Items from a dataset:
# # # # # # #

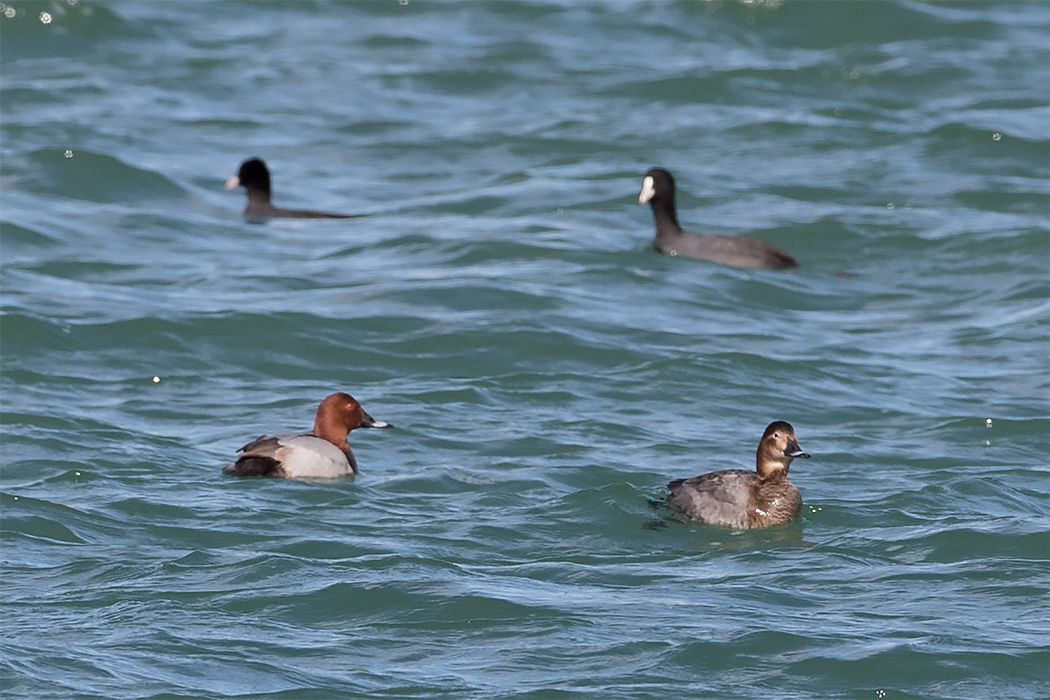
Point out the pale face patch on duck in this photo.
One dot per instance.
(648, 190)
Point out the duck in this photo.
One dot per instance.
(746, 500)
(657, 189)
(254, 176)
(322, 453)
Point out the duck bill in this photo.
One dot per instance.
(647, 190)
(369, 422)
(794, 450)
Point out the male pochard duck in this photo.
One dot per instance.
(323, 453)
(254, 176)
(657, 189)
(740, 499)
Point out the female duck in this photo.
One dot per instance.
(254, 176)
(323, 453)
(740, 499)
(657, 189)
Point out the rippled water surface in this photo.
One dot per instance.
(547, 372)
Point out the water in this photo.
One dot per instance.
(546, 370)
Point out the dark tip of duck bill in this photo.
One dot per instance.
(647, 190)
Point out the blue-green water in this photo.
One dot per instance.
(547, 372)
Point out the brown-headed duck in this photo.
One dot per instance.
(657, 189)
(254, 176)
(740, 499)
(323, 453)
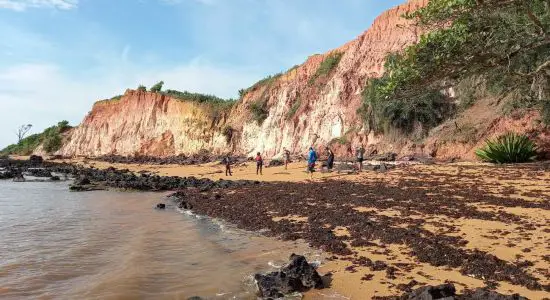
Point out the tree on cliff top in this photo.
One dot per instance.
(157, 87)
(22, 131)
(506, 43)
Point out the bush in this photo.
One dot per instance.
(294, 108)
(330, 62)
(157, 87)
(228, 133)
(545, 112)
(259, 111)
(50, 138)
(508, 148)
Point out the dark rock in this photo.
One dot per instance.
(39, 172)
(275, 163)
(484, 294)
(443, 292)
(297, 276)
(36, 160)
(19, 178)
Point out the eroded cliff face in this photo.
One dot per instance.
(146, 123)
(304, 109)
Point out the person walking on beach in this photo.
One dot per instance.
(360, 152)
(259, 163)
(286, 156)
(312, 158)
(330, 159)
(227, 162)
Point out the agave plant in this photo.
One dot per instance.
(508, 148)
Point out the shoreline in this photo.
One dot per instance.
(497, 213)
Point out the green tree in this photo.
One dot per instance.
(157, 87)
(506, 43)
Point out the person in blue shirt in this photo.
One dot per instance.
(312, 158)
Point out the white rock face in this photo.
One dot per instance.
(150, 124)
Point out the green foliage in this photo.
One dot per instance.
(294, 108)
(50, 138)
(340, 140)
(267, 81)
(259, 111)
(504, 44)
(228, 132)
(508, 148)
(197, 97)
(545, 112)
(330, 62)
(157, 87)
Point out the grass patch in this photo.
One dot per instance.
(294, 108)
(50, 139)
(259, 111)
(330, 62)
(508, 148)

# # # # # # #

Nothing but the records above, retyped exactly and stripped of images, should appear in the answer.

__COMPLETED EXERCISE__:
Point out the pale face patch on duck in this photo.
One dot per instance.
(648, 190)
Point out the duck in this photo.
One dot per instance.
(746, 500)
(657, 189)
(254, 176)
(322, 453)
Point out the duck bill in this photo.
One dot per instance.
(647, 190)
(369, 422)
(794, 450)
Point out the male pochard duck in this photo.
One dot per instance.
(323, 453)
(254, 176)
(657, 189)
(740, 499)
Point out the female duck in this photo.
One dot per instance.
(254, 176)
(323, 453)
(740, 499)
(657, 189)
Point out the rippled water surface in this photo.
One dot per instance.
(547, 372)
Point out the water in this photo.
One dot per instance.
(546, 370)
Point out the dark tip of duck bill in this photo.
One dot per instance.
(647, 190)
Point out the blue-green water in this photo.
One dot per instance.
(547, 372)
Point out the brown-headed duck in this photo.
One dot per instance.
(657, 189)
(254, 176)
(740, 499)
(323, 453)
Point out the tree on cliff top in this photo.
One dot per instance.
(157, 87)
(22, 131)
(506, 43)
Point out the bush in this photo.
One dot per instance.
(294, 108)
(330, 62)
(157, 87)
(228, 133)
(545, 112)
(259, 111)
(50, 138)
(508, 148)
Point out the dark rock in this photo.
One dot per instance.
(39, 172)
(275, 163)
(484, 294)
(443, 292)
(297, 276)
(36, 160)
(19, 178)
Point out the eroded cliff face in this photo.
One dot per instance.
(146, 123)
(304, 109)
Point out the person walking on beach in this photo.
One dot per instance.
(360, 152)
(259, 163)
(286, 156)
(312, 158)
(330, 159)
(227, 162)
Point out the agave plant in this photo.
One dot per instance.
(508, 148)
Point out the shoreline in this photo.
One dot per instance.
(497, 213)
Point out the green tree in this photo.
One dot per instance.
(157, 87)
(506, 43)
Point out the person in blue shirt in this photo.
One dot per instance.
(312, 158)
Point out the white rock face in this photo.
One dot per instance.
(150, 124)
Point out the green foliage in this photo.
One dot per instance.
(294, 108)
(50, 138)
(340, 140)
(267, 81)
(259, 111)
(504, 44)
(228, 132)
(508, 148)
(197, 97)
(545, 112)
(330, 62)
(157, 87)
Point out the grass patch in this photo.
One dot per instance.
(294, 108)
(50, 139)
(259, 111)
(330, 62)
(508, 148)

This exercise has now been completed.